## GOAL
Format the part of the material that opens with the line containing "Hi annotator — for this image, please outline every wooden fence" and closes with the line containing "258;137;314;159" as a numbered list, leaving out any blank lines.

******************************

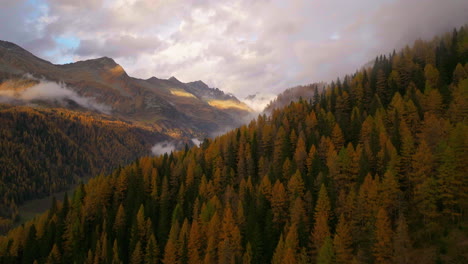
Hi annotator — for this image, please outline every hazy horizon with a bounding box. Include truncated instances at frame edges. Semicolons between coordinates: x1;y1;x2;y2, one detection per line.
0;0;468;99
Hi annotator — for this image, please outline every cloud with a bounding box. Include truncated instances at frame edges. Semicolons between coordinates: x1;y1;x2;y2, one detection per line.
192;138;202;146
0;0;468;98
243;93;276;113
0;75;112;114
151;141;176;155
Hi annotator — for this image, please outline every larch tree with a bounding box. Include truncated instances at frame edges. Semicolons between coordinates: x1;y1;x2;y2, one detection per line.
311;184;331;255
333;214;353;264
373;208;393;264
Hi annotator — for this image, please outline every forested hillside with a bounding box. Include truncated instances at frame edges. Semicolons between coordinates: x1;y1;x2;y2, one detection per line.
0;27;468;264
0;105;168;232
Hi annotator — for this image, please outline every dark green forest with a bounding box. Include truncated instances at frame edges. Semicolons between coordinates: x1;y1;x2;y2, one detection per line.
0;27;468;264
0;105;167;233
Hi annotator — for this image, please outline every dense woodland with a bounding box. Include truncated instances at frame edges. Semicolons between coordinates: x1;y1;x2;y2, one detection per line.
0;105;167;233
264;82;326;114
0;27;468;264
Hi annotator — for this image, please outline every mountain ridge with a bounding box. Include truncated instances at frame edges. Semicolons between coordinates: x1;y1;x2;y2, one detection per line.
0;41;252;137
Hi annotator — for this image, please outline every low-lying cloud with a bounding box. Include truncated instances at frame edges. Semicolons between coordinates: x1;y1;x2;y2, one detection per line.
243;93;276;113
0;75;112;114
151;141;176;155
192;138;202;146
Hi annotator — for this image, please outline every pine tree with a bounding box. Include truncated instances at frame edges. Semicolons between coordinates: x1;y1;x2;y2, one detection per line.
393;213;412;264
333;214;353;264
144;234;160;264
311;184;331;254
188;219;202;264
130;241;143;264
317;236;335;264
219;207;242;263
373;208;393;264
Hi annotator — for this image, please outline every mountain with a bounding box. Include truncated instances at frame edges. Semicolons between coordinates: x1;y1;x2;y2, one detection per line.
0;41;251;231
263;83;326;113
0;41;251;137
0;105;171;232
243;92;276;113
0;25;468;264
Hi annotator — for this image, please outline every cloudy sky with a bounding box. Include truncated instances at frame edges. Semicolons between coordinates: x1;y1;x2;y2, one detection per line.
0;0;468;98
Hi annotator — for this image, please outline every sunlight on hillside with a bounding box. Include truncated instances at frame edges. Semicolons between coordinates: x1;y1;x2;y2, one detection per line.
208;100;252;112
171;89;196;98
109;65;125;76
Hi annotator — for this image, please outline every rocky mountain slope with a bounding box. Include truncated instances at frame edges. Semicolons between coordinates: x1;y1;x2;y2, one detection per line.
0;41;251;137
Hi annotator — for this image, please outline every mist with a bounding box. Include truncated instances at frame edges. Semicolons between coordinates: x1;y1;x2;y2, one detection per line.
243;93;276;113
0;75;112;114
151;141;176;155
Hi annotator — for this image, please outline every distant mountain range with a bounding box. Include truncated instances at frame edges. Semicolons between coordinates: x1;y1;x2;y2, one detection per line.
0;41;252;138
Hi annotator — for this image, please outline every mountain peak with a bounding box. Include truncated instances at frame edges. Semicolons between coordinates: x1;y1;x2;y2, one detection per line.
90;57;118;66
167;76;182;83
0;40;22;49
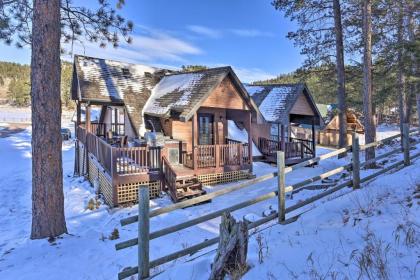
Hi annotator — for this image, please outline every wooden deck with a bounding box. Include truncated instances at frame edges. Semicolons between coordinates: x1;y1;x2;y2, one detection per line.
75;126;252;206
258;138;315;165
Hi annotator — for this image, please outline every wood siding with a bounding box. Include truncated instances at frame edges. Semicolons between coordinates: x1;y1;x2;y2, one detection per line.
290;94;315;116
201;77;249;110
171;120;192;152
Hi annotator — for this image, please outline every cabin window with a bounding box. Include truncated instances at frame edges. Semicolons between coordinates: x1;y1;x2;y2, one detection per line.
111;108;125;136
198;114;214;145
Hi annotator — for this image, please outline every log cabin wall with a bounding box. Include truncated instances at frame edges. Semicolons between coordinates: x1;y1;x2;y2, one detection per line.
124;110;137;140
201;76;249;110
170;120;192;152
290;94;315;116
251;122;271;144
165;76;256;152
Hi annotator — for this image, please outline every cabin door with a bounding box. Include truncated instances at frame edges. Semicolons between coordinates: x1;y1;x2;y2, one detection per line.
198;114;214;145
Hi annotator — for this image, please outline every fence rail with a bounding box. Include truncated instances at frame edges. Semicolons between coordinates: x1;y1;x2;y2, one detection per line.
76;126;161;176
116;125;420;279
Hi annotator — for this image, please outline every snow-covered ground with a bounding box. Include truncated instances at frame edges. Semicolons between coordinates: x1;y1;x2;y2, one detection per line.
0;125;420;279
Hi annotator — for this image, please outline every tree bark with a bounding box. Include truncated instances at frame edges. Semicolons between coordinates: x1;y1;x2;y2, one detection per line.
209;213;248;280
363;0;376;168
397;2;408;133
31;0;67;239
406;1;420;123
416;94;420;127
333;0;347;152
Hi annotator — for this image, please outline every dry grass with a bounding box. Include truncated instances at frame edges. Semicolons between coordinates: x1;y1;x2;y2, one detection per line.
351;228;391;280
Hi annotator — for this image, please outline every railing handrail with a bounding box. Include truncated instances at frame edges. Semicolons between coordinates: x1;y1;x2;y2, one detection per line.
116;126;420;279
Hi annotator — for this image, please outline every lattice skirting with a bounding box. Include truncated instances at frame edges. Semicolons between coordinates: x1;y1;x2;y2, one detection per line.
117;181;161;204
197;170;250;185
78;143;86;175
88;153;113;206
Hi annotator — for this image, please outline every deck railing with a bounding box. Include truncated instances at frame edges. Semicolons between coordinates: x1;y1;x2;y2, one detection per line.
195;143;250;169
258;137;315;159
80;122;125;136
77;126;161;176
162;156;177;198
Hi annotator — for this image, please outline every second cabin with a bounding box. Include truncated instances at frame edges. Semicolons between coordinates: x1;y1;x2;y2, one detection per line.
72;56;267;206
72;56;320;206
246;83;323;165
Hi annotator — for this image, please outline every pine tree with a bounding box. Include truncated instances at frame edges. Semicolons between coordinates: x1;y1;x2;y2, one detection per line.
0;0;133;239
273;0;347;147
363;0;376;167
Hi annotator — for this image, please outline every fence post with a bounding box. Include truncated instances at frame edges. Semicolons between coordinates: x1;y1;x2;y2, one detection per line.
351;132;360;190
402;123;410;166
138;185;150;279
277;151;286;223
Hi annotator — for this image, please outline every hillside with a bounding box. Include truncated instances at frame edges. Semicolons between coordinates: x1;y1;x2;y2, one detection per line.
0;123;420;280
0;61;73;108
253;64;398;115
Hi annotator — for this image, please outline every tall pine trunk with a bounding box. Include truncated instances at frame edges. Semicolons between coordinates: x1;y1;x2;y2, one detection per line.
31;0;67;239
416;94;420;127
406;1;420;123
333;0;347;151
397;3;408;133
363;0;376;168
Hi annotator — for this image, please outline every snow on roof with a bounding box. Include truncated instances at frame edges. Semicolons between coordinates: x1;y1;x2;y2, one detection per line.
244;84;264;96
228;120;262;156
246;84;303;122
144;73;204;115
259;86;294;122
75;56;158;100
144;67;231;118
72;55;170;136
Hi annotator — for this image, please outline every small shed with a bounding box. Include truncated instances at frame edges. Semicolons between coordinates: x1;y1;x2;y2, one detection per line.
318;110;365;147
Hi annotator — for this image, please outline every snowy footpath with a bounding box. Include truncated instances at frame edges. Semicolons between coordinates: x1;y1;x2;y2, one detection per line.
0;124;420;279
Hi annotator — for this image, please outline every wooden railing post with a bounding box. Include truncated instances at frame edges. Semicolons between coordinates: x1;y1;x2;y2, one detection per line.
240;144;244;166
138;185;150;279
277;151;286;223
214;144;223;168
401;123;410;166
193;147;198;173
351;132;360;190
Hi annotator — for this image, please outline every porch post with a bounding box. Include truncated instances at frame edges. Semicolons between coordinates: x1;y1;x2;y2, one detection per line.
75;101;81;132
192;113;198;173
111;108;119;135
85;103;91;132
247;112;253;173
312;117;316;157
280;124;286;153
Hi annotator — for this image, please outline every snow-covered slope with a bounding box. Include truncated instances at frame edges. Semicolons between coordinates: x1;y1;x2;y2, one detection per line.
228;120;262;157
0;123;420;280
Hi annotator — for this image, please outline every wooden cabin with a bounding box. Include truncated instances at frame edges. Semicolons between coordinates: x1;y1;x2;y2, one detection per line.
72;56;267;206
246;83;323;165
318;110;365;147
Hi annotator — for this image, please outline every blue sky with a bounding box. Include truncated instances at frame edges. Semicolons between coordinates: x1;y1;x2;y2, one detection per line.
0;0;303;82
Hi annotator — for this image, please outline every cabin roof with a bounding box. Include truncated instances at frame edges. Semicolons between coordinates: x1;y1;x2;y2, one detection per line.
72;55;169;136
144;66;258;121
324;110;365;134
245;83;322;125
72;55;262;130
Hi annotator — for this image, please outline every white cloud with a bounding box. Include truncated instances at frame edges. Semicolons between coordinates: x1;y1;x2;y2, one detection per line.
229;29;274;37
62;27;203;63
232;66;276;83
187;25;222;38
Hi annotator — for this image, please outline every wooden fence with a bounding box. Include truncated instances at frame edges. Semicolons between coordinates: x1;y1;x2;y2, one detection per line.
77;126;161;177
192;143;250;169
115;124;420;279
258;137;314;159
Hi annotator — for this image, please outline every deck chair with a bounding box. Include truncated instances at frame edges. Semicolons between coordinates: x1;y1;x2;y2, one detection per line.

******************************

## OUTPUT FOR THIS EXERCISE
1. Hi annotator — for this image, please outline every wooden fence with a bounding box. Include truncated instances at frame edges. Semicolons between coordinates: x1;y1;x2;y2, one detection per line.
2. 77;126;161;177
3. 192;143;250;169
4. 115;124;420;279
5. 258;137;314;159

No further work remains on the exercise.